Data excerpts
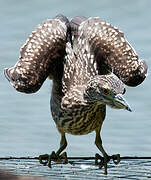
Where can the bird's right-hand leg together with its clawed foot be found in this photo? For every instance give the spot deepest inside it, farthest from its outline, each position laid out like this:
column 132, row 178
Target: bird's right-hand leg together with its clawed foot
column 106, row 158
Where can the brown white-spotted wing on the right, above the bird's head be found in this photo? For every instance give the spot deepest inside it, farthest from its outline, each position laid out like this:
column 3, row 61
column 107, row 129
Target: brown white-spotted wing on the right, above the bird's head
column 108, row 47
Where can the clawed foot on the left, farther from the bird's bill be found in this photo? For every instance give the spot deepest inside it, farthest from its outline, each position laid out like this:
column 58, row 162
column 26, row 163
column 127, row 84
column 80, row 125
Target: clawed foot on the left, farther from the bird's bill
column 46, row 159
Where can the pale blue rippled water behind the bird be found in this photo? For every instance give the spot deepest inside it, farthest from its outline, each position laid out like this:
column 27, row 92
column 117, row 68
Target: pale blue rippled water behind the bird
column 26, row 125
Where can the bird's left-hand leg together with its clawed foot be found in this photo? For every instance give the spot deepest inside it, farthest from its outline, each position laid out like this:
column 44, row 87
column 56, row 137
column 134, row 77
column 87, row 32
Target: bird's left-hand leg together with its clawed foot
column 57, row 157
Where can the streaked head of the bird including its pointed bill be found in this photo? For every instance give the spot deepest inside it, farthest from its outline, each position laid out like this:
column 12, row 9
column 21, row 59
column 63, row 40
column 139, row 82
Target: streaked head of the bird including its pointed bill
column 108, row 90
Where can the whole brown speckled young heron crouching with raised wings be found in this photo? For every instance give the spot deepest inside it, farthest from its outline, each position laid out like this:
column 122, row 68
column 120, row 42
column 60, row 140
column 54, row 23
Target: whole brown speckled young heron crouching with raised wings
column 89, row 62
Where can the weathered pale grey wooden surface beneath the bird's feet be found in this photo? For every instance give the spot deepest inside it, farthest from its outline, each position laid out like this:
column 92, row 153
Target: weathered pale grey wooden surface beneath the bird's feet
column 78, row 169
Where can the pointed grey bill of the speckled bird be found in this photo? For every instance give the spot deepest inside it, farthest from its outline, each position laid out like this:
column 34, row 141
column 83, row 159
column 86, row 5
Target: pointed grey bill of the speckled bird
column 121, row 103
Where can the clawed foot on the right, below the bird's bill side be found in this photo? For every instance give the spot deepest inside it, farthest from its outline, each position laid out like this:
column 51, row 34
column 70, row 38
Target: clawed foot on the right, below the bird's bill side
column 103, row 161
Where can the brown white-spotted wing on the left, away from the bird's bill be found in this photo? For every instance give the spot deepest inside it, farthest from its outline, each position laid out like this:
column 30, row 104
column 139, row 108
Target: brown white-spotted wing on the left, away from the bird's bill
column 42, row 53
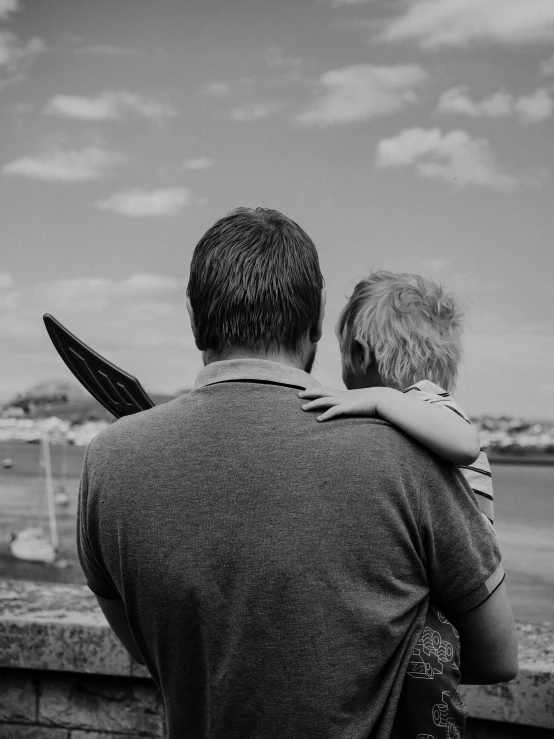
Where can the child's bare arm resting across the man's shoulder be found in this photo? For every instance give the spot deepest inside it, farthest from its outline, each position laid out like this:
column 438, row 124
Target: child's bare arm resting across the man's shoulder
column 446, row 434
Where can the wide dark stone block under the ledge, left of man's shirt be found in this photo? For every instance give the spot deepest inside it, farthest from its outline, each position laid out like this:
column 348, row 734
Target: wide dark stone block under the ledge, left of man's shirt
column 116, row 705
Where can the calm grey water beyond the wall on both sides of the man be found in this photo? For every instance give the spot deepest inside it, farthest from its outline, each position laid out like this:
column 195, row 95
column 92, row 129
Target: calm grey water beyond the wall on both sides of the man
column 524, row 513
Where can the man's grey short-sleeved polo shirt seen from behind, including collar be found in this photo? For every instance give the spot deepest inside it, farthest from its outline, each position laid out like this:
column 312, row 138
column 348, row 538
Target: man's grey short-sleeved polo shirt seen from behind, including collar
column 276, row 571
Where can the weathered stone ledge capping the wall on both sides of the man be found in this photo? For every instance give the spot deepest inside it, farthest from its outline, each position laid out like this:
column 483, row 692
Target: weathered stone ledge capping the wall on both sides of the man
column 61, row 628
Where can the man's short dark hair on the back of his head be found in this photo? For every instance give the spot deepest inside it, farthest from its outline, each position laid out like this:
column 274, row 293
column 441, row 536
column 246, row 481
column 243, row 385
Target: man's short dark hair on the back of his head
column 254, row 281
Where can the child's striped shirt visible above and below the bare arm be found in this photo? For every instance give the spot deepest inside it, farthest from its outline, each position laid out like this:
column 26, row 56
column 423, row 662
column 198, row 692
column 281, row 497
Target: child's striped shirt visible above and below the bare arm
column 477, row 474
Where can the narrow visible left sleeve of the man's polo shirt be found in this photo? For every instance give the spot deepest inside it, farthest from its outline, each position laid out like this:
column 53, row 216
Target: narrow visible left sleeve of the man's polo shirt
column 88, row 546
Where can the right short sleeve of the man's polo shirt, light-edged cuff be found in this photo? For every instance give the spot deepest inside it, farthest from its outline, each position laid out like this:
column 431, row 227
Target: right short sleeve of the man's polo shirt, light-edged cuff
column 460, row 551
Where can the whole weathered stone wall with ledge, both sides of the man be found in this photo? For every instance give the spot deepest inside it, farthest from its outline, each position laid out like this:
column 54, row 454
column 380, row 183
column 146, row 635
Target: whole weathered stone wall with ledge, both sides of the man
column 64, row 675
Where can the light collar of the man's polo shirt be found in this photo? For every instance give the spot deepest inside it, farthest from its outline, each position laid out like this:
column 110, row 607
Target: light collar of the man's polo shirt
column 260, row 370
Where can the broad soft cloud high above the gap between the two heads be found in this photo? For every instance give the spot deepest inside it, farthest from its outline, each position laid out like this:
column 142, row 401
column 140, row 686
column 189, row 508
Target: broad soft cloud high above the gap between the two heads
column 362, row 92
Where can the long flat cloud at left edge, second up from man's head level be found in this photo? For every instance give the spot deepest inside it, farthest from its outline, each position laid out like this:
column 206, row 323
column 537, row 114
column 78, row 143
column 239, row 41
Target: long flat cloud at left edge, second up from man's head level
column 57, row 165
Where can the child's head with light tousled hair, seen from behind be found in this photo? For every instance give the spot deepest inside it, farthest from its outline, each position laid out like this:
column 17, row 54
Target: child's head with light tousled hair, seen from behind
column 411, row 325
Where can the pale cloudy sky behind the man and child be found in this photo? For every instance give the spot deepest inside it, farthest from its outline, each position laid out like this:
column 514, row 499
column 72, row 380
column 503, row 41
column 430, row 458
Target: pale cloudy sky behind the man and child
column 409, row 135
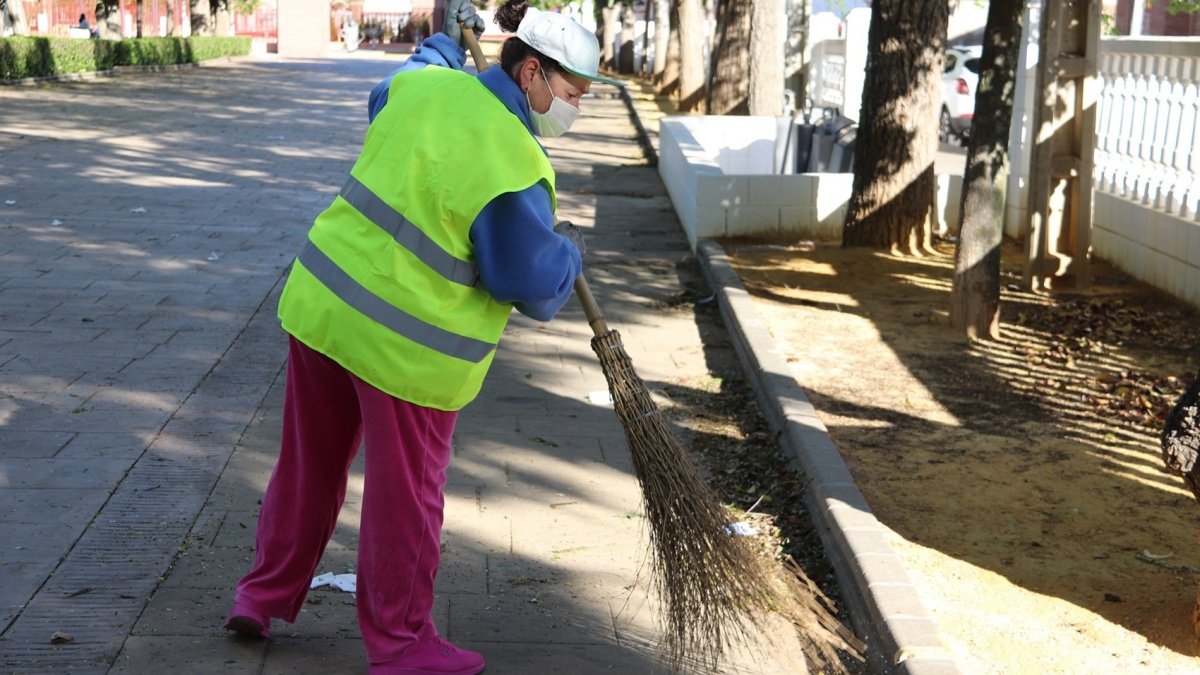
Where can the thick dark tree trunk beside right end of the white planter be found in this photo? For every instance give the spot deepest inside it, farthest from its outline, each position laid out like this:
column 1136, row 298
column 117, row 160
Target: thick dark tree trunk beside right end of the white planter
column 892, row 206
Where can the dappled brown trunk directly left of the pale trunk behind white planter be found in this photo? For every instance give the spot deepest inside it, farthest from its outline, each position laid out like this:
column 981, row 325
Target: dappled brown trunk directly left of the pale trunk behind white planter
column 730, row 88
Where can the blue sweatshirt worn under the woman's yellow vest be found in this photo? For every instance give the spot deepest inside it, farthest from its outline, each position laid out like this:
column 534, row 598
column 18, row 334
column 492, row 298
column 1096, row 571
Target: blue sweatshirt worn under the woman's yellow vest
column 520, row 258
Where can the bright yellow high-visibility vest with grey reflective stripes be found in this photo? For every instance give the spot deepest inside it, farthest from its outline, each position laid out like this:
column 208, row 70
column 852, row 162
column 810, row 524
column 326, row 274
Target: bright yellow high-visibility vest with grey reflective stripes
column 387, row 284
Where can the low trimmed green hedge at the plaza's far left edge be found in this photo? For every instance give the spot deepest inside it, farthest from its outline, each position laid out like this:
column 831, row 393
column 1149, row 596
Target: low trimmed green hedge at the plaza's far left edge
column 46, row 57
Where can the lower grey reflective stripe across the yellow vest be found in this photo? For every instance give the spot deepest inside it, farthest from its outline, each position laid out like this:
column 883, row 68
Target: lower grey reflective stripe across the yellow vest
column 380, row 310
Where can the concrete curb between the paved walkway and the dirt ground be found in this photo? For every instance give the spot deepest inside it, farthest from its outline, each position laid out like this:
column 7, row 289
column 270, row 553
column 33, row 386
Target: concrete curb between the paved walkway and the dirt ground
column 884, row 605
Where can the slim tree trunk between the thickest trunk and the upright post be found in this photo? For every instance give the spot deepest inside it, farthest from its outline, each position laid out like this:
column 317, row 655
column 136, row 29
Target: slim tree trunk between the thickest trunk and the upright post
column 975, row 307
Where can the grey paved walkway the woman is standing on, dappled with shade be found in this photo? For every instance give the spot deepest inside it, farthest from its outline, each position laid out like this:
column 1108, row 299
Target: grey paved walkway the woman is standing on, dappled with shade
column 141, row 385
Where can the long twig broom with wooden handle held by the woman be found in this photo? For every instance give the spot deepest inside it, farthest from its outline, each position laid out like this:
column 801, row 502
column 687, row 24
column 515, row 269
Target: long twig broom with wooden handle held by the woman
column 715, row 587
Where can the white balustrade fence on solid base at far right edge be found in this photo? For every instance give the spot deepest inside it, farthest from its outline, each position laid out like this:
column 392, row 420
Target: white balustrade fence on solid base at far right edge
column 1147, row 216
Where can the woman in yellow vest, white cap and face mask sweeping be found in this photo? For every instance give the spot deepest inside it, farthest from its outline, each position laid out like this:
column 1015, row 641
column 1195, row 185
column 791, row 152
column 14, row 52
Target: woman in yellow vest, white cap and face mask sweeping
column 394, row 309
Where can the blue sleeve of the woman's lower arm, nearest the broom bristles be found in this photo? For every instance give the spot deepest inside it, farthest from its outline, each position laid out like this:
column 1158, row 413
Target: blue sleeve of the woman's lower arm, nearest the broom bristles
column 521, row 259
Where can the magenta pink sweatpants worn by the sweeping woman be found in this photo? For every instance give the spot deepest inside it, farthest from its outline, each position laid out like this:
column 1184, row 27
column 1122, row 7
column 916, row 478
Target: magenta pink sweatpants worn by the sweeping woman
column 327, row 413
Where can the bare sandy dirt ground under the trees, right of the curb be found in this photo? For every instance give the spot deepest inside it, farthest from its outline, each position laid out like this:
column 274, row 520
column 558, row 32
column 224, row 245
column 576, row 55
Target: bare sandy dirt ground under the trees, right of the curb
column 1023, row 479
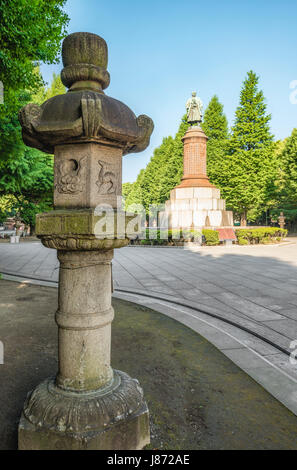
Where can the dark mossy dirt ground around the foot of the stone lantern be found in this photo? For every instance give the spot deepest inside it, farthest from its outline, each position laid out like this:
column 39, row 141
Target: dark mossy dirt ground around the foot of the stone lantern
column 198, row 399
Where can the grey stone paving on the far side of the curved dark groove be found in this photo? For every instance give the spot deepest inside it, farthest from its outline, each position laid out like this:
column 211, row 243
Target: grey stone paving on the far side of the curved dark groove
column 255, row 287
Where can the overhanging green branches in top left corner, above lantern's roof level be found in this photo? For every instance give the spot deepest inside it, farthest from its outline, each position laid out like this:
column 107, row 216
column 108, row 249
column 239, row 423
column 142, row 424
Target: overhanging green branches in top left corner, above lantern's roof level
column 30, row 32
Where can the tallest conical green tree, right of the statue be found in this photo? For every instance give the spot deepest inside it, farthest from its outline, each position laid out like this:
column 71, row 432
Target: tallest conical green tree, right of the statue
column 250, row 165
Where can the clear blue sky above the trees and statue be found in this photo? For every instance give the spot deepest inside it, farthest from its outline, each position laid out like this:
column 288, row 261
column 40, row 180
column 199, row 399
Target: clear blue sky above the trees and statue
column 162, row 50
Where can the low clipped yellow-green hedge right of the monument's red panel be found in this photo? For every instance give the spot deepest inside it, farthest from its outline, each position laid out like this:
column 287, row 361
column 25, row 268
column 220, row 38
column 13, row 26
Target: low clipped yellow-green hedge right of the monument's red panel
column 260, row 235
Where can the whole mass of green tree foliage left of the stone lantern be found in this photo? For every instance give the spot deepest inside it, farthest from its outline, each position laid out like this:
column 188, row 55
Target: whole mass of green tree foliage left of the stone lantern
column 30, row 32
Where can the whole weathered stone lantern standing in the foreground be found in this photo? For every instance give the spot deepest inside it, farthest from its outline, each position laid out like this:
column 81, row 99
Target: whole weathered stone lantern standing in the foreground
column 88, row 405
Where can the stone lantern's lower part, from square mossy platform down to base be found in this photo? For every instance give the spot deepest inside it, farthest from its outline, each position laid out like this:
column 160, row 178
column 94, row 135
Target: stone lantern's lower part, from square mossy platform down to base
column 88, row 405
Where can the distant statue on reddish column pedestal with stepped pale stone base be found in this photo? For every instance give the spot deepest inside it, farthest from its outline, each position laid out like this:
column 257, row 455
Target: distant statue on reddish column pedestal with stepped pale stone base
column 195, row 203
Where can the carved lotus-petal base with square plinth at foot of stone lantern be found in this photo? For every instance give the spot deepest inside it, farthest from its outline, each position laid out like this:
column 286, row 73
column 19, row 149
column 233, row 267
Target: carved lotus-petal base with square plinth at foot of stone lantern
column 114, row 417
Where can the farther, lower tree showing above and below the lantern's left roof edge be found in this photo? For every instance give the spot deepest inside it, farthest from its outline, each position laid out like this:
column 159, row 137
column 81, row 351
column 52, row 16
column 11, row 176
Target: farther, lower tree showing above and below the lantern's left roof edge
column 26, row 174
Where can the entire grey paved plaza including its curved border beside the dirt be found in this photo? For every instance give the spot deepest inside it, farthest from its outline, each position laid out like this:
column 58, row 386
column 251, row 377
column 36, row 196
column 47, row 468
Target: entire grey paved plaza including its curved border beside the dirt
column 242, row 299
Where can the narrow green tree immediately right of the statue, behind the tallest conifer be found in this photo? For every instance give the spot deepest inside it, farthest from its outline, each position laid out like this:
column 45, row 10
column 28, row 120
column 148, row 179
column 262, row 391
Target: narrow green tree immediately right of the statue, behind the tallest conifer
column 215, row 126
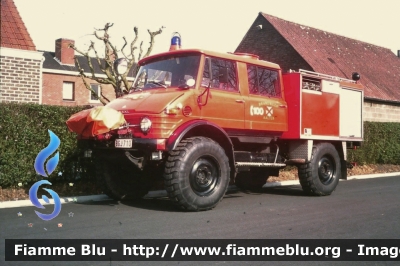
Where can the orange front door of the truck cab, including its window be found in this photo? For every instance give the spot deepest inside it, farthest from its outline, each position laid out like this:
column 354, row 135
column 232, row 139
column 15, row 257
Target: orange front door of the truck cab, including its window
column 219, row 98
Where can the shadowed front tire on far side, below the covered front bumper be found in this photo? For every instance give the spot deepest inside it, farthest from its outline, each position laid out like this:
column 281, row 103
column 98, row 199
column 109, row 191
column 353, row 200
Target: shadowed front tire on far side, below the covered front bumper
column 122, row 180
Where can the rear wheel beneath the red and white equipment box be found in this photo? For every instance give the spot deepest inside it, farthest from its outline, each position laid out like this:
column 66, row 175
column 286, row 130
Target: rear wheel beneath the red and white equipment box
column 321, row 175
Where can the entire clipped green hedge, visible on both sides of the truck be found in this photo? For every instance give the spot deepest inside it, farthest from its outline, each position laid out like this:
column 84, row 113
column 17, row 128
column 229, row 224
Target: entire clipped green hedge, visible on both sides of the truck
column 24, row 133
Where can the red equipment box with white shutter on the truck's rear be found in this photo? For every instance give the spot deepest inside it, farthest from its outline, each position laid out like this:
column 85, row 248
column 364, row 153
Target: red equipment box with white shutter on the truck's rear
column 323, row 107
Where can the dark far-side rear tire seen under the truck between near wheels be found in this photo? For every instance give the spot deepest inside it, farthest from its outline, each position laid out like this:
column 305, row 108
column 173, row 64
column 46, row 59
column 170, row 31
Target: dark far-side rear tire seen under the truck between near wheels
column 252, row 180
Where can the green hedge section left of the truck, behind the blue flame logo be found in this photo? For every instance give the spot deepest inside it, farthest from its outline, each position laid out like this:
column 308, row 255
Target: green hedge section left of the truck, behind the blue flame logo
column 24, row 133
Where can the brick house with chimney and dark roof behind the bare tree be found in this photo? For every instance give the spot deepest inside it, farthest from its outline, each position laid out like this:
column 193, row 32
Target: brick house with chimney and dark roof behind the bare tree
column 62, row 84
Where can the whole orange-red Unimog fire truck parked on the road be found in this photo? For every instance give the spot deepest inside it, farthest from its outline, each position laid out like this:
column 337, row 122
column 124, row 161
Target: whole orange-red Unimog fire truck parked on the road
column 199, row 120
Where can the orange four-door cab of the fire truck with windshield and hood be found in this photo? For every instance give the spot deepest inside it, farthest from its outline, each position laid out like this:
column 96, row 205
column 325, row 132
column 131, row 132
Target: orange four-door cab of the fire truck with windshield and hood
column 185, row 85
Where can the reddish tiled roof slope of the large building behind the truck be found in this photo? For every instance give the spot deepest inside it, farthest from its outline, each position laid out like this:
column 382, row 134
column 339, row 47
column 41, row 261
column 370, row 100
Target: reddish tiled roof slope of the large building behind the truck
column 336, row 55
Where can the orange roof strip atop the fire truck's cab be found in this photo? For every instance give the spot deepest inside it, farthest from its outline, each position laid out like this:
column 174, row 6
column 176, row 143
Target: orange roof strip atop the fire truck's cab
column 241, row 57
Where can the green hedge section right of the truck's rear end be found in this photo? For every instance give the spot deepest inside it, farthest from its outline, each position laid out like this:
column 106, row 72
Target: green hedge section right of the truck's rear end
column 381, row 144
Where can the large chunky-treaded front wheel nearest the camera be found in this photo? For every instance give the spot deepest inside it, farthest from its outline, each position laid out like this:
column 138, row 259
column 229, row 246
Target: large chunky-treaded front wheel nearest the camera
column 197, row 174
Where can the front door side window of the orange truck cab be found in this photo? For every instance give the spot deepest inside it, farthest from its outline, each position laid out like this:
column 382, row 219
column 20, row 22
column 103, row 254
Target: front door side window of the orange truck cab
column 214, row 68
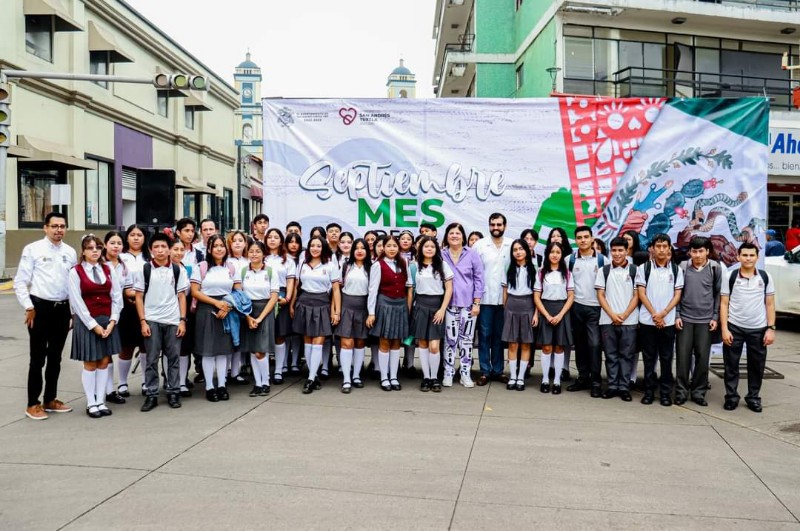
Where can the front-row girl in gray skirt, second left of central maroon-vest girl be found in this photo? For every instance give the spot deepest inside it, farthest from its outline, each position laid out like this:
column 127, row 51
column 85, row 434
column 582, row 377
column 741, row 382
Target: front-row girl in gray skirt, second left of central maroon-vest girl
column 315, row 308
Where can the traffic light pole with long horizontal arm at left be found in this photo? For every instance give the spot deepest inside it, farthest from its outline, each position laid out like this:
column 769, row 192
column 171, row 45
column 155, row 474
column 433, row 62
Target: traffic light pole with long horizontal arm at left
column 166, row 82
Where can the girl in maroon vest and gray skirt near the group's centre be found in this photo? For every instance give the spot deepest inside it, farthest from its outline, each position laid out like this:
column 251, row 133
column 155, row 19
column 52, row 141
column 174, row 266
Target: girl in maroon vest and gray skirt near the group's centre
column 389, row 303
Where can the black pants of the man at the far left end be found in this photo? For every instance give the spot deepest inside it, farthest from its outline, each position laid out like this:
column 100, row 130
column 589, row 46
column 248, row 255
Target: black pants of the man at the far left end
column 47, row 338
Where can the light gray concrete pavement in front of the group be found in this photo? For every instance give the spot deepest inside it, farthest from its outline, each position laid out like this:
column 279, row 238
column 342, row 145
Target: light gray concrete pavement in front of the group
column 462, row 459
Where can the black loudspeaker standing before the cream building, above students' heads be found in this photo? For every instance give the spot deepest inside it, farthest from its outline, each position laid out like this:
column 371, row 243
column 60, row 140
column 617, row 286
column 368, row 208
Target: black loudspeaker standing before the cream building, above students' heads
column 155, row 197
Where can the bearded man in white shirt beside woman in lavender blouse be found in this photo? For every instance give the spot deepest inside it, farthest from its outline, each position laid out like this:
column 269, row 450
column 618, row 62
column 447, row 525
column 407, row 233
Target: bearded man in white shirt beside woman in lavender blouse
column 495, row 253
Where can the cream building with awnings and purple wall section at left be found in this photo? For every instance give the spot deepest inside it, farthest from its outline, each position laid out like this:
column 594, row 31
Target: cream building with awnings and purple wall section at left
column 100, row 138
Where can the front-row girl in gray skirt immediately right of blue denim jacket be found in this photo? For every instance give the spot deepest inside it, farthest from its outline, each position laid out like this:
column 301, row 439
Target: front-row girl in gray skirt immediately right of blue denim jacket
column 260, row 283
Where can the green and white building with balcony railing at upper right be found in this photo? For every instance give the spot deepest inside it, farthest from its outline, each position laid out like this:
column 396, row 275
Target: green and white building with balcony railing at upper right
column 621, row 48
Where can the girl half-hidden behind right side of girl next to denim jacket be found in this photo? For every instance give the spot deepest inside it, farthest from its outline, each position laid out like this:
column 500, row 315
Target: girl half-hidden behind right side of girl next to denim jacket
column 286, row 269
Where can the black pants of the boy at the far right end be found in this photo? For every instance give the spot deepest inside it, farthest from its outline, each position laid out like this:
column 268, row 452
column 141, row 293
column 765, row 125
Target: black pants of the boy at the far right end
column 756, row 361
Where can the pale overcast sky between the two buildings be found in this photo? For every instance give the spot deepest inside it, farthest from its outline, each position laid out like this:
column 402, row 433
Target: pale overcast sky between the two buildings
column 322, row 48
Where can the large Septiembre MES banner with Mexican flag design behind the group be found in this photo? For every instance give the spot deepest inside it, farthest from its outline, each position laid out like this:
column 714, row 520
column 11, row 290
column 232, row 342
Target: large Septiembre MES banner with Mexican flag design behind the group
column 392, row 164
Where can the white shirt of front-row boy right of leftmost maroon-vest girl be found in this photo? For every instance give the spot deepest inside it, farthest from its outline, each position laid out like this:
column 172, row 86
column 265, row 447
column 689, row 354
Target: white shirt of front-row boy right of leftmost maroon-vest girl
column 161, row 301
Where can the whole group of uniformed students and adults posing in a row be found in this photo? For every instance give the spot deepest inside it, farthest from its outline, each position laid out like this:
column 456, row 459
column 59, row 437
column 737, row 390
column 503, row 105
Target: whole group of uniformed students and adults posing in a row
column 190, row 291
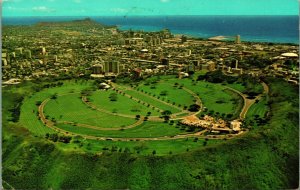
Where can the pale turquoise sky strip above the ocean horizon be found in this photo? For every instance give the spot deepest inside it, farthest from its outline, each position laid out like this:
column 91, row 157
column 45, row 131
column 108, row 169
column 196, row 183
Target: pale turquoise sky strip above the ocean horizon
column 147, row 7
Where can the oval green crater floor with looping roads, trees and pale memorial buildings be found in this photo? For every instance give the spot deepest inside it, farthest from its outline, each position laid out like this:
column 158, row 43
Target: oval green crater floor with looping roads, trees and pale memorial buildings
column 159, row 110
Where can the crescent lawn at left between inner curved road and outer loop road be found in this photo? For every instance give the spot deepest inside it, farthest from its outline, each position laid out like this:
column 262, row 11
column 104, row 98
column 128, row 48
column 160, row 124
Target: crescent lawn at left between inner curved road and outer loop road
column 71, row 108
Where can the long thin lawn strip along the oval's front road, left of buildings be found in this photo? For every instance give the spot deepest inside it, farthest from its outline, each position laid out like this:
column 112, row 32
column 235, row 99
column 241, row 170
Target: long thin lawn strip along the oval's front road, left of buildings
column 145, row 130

Work order
What you return must be an exact retyping of the lines above starting at the line with "column 71, row 432" and ending at the line with "column 199, row 399", and nothing besides.

Output of the task
column 71, row 432
Target: tallest conical green tree, right of the statue
column 250, row 165
Where can the clear blue sky above the trees and statue be found in this photo? For every instance give the spot deepest inside it, farthest from its outline, each position laid out like this:
column 288, row 261
column 40, row 180
column 199, row 399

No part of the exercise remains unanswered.